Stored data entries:
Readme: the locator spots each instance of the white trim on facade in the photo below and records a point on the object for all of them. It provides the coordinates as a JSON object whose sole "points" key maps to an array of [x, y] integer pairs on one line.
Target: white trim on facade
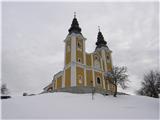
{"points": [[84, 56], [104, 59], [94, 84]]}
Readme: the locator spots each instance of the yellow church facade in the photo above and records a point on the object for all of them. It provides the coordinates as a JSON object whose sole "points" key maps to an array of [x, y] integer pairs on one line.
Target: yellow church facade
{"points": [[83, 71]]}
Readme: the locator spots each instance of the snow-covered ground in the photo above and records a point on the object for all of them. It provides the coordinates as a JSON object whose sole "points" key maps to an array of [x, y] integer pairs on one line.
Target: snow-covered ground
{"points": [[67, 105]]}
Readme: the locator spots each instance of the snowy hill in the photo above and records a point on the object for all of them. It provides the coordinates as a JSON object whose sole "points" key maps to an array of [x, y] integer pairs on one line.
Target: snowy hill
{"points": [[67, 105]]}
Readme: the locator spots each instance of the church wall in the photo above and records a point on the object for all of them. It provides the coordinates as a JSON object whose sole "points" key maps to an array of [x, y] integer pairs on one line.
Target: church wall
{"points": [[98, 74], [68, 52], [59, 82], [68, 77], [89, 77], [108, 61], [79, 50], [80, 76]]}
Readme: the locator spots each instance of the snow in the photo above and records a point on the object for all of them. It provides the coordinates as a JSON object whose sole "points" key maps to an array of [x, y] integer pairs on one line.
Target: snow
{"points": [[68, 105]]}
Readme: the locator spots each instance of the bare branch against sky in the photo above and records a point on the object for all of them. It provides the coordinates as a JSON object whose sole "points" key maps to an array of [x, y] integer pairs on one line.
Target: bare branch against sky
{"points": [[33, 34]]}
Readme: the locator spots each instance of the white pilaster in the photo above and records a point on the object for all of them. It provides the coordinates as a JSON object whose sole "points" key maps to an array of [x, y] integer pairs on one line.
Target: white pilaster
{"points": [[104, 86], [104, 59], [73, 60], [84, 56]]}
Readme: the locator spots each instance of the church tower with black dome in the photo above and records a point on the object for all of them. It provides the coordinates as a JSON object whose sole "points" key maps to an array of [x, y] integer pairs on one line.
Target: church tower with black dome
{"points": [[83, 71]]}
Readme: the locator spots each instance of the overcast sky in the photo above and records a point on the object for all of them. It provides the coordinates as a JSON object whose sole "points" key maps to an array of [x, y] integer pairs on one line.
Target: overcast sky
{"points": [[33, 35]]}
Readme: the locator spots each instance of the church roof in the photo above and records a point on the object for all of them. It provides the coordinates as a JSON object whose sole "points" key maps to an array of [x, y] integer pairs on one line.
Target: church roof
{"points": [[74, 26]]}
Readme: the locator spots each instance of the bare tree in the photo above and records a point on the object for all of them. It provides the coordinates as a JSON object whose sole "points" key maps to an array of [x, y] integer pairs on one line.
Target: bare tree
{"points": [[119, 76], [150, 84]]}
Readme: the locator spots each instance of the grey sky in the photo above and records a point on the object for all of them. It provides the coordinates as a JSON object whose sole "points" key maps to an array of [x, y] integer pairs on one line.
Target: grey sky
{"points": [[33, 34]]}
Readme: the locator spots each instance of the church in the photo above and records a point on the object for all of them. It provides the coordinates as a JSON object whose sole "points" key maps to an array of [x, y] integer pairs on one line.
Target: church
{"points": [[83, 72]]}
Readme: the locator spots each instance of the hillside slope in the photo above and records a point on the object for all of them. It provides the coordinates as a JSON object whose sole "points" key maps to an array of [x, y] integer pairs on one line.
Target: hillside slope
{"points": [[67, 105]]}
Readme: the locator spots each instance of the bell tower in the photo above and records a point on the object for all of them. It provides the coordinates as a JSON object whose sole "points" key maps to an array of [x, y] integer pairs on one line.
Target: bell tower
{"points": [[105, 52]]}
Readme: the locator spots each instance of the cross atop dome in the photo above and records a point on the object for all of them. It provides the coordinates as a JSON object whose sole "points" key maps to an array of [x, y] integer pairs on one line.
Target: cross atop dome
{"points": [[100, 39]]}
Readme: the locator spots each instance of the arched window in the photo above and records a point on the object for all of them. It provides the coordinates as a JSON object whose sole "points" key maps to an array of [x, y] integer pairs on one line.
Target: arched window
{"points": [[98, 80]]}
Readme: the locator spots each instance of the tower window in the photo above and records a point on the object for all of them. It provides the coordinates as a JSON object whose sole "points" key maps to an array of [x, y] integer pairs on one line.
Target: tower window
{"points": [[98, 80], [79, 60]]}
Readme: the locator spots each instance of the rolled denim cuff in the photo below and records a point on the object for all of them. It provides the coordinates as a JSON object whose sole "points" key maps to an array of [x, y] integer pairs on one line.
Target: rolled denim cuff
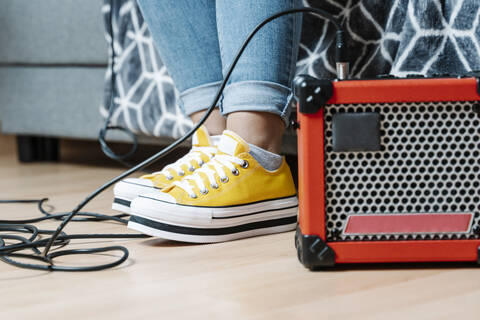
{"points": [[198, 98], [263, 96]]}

GOAL OF THE EXERCISE
Scan the data above for the word "below", then copy every line that holds it.

WORKED SOLUTION
Readme: the locator spots each instance of the white trim on facade in the photo below and records a point on the object for all of them. It provides the coordinates as a JSON object whose sole "points" key maps to an array of [x, y] integer pairs on one line.
Readme: the locator spots each instance of the rolled denim cuff in the photo below and records a point on the object for all of them. It provides the coordinates as a JSON object whose sole "points" key maps to an array of [x, y] integer pairs on one line.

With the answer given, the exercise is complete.